- Problem requirements:
Reproduce word for word the lines in the entries below, starting at the line that contains "of each instance." and ending with the last line of the entries.

Source records
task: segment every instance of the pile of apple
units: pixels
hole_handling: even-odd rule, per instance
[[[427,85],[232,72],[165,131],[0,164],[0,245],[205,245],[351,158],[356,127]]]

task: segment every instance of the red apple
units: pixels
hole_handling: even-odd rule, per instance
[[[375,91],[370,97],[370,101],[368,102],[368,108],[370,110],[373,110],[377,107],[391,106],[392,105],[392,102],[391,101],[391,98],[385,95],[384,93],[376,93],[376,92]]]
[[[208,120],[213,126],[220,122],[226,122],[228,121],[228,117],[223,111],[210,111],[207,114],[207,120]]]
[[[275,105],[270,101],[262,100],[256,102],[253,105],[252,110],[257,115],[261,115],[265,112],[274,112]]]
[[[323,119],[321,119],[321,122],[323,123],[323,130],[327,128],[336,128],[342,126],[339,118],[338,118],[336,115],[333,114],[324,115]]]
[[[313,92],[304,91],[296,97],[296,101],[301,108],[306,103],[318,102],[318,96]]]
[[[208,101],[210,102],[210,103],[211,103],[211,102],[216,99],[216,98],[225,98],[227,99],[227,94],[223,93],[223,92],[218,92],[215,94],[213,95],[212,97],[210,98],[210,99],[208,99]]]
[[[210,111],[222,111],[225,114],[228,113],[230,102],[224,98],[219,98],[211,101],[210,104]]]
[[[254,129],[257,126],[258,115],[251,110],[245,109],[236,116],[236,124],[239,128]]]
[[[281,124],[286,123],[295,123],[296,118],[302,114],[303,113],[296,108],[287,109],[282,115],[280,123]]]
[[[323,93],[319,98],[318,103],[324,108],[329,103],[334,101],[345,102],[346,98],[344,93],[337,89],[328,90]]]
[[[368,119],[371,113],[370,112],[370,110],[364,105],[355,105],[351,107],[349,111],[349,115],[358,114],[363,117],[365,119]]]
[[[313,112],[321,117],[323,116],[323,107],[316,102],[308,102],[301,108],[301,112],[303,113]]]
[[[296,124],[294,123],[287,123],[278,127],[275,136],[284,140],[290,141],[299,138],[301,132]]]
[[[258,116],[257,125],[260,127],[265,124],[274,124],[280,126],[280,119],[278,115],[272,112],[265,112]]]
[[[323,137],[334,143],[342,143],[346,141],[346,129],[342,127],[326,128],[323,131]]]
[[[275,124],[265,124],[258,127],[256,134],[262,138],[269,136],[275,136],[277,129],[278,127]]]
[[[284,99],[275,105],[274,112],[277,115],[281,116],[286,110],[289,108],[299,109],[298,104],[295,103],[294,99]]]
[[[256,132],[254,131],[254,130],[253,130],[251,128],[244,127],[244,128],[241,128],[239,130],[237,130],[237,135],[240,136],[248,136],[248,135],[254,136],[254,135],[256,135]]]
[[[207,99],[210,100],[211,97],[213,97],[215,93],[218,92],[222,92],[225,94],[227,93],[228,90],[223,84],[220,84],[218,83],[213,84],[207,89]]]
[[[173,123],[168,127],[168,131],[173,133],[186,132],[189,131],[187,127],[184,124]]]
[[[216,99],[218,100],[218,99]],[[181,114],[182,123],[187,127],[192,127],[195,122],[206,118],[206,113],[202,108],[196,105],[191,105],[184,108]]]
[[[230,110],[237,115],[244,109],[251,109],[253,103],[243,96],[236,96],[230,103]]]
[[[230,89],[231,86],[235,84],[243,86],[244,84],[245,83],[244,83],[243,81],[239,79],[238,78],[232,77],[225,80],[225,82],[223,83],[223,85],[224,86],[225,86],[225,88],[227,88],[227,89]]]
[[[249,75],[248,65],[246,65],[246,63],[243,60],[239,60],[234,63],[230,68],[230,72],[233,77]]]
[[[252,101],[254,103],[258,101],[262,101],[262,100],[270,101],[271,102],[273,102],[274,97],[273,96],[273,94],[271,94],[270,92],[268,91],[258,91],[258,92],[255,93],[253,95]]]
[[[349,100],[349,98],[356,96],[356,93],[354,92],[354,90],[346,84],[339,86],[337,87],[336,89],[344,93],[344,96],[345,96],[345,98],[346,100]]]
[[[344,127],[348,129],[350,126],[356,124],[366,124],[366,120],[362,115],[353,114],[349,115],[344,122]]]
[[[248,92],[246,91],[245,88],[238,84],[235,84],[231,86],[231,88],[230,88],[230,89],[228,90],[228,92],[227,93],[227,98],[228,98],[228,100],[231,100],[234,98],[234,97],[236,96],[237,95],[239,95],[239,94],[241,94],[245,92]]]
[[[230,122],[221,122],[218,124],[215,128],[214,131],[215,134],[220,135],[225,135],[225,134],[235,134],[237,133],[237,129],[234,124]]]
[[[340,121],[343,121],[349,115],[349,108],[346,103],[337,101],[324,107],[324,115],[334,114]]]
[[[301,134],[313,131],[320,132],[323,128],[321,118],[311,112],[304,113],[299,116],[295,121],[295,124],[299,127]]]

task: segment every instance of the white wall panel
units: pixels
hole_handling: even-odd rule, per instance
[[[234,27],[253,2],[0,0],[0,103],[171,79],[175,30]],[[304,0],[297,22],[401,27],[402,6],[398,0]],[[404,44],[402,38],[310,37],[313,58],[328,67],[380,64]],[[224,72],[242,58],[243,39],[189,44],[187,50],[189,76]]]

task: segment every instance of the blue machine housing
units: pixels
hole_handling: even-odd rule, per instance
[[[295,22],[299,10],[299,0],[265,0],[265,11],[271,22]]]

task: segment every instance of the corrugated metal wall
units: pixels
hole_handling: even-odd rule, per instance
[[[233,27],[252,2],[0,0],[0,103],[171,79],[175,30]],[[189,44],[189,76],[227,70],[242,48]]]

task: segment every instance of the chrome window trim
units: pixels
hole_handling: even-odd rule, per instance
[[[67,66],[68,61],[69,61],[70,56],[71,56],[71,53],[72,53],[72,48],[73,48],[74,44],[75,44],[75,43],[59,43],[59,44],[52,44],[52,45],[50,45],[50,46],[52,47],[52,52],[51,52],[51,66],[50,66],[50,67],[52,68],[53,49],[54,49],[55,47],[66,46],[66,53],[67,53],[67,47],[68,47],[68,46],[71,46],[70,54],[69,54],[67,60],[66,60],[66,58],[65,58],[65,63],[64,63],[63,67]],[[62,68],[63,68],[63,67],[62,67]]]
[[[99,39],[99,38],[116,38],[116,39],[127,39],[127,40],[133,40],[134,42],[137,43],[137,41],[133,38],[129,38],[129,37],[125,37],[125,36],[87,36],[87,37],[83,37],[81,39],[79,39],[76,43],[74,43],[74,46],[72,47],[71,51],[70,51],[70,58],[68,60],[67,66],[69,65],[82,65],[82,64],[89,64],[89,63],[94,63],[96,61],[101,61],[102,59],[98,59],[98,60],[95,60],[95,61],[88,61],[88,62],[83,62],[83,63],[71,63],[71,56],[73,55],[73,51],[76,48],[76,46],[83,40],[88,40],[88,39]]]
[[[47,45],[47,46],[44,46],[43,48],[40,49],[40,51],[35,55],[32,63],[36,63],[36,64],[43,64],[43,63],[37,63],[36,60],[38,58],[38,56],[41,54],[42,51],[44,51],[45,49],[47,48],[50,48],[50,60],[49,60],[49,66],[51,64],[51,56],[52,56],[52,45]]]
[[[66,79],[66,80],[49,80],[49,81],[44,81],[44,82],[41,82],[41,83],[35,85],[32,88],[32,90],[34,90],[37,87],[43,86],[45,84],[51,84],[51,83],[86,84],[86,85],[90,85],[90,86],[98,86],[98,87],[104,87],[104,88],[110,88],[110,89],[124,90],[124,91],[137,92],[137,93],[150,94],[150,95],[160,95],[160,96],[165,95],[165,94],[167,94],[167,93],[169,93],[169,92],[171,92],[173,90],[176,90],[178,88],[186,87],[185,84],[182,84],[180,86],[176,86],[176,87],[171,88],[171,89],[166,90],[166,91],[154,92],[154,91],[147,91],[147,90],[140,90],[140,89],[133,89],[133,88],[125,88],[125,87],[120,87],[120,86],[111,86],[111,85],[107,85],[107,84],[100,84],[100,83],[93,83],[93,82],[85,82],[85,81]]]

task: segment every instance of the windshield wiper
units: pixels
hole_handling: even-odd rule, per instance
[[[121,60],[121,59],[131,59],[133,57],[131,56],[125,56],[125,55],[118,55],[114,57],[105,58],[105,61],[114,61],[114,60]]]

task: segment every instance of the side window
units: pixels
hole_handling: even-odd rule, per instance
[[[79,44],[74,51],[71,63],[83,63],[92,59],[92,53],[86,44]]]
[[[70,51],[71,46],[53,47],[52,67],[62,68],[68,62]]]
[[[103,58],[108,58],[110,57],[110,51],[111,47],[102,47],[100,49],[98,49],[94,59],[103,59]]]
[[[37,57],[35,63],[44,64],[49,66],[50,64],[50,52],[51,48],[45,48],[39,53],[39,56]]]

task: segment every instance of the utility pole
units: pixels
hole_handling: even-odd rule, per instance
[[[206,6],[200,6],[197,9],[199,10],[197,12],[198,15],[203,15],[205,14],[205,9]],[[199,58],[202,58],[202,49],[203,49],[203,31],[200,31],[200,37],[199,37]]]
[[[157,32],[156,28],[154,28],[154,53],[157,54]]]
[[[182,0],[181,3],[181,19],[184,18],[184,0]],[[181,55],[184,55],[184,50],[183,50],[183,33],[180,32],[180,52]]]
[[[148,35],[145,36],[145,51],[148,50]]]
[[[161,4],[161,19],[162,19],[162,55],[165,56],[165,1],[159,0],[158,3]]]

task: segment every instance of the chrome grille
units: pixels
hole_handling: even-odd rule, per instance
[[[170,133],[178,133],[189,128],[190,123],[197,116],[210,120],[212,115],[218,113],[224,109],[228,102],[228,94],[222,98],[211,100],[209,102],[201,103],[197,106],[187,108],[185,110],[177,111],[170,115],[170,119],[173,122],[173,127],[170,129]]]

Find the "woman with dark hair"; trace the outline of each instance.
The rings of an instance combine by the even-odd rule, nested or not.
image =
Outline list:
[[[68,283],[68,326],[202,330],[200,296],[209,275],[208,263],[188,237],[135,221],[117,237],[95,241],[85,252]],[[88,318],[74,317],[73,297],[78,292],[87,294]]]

- Answer in full:
Find the "woman with dark hair"; trace the outline of each instance.
The rings of an instance combine by the even-odd rule, nested or not.
image =
Outline list:
[[[68,283],[68,326],[202,330],[200,296],[209,275],[208,263],[188,237],[135,221],[117,237],[95,241],[85,252]],[[88,318],[74,317],[73,297],[78,292],[87,294]]]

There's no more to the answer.